*BRIEF:*
Place each line from the one containing "Mark the innermost point of each instance of the framed" through the final line of the items, inclusive, into a JSON list of strings, one string per line and with blank lines omitted.

*Location identification items:*
#####

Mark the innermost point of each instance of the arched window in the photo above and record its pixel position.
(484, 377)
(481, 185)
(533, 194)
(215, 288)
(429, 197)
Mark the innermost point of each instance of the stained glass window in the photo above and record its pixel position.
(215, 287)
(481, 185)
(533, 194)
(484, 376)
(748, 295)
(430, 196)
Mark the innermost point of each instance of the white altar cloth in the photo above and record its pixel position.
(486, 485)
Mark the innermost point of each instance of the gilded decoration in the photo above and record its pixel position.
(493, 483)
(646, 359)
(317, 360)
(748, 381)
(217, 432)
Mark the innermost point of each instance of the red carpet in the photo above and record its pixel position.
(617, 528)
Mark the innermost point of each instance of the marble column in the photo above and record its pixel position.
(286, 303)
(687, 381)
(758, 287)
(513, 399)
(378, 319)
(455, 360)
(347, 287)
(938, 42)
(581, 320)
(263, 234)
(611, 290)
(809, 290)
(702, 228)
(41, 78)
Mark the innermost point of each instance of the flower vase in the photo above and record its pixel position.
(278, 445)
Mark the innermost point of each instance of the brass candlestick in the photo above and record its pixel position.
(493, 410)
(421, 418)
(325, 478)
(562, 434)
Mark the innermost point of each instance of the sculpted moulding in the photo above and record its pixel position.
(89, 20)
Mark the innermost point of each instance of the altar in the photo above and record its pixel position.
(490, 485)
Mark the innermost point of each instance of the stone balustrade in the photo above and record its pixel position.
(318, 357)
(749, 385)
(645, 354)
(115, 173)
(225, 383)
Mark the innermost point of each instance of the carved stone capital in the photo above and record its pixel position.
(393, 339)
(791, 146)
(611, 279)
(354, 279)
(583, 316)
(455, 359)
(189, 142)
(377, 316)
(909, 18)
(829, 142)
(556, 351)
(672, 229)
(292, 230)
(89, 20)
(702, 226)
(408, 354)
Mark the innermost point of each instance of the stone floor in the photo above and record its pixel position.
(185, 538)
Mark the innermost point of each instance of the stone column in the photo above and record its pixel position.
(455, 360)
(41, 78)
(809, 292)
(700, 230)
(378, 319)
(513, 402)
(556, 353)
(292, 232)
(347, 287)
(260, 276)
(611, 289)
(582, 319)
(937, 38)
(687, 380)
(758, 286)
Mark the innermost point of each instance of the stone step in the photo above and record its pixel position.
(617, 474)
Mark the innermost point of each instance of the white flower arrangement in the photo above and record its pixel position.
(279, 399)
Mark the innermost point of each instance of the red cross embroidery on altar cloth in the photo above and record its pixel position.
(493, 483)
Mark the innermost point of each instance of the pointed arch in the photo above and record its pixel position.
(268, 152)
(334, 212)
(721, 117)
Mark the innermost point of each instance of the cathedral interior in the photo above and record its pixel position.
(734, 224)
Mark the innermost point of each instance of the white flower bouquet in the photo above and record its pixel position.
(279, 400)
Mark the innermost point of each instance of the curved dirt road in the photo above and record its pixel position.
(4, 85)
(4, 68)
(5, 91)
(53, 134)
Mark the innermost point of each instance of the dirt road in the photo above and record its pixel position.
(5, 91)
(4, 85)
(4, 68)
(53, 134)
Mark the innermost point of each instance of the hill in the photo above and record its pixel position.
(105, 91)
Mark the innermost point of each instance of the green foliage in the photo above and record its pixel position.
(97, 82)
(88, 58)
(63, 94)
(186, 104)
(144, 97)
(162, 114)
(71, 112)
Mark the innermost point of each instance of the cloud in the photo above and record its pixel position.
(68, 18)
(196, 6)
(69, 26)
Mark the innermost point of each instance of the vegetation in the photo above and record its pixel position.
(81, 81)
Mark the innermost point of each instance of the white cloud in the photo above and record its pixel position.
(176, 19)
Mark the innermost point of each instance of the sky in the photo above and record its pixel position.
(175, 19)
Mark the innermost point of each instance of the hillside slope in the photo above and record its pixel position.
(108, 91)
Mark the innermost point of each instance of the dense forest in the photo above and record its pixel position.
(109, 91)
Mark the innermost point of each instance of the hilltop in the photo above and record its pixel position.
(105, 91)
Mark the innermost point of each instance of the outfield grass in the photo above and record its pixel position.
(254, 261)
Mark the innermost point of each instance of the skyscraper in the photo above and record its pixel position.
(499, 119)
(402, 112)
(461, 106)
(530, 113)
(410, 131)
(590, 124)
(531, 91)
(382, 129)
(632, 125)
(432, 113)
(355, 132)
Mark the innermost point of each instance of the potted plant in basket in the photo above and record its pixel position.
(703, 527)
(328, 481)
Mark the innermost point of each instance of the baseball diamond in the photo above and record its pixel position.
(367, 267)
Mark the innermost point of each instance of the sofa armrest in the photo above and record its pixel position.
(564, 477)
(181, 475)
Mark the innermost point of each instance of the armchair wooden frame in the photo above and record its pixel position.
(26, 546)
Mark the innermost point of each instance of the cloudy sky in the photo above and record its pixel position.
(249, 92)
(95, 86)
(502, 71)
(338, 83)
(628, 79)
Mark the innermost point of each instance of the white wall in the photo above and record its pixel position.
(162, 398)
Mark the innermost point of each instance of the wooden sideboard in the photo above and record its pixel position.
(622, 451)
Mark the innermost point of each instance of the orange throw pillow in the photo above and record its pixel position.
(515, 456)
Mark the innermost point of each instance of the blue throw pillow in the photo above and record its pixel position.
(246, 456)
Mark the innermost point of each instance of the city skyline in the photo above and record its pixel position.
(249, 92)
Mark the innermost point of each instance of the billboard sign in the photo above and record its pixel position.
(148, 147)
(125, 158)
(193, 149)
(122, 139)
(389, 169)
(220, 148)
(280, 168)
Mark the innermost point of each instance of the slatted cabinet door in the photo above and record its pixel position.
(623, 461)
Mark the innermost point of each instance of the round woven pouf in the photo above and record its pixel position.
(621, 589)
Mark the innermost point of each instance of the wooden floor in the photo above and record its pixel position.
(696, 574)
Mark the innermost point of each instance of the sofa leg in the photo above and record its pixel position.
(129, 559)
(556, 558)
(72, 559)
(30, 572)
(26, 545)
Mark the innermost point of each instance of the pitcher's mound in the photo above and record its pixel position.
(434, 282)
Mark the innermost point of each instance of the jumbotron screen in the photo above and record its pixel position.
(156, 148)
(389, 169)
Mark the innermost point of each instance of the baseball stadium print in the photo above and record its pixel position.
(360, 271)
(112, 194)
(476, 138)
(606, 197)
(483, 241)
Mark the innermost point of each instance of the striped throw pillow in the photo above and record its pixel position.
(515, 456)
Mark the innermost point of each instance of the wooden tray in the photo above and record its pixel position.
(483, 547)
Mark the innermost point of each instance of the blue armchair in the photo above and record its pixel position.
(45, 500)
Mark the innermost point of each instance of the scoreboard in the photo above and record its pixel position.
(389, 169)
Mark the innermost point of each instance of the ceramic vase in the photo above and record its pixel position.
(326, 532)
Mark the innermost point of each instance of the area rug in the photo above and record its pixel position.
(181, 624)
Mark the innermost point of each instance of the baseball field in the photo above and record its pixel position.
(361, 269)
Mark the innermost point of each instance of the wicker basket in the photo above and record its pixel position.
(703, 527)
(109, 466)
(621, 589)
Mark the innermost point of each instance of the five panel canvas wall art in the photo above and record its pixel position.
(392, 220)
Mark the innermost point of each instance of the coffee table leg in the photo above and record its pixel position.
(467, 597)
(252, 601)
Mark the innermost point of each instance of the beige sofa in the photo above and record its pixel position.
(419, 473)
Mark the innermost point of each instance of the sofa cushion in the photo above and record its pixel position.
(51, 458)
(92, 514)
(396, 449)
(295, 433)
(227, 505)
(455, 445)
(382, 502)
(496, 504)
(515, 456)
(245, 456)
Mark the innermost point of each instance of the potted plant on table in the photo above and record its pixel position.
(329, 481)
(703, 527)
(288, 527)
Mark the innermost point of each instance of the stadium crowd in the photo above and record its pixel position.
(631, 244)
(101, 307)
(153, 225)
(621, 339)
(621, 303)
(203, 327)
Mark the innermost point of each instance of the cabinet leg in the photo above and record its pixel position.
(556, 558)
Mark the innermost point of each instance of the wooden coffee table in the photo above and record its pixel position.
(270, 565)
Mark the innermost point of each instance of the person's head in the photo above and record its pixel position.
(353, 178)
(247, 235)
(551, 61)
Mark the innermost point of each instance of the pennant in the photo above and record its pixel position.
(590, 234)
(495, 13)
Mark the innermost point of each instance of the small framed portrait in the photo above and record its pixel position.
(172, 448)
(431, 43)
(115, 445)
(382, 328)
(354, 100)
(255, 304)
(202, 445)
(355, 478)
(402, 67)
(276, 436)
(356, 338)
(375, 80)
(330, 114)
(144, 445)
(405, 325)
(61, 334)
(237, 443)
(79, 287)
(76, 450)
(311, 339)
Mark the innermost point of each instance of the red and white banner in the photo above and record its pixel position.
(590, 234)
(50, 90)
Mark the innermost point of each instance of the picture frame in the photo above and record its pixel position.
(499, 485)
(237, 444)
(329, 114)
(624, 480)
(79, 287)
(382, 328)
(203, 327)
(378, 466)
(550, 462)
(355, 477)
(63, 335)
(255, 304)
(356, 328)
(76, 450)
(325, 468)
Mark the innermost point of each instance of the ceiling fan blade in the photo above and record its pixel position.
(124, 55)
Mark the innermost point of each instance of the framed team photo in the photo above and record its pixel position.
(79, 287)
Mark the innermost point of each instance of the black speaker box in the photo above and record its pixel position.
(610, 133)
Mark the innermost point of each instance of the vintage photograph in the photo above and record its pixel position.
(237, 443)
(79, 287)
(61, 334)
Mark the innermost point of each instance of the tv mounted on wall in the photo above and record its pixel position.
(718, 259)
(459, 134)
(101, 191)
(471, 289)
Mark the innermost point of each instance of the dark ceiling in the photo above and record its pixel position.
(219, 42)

#####

*RESULT OF THIS TASK:*
[
  "Mark the innermost point of each instance of the framed team photo in the photo above and record its pixel position.",
  "(79, 287)",
  "Mark the innermost point of each instance of the black speaker box in the photo above and record its pixel position.",
  "(610, 133)",
  "Mark the innermost point of each instance of the vintage photograph in the photo above and record its pixel position.",
  "(237, 443)",
  "(79, 287)",
  "(61, 334)",
  "Mark the innermost point of each instance of the tv mounted on wall in the photo above and record its pixel position.",
  "(718, 259)",
  "(459, 134)",
  "(101, 191)",
  "(471, 289)",
  "Mark the innermost point of each instance of the dark ceiling in the photo above and record its pixel position.",
  "(219, 42)"
]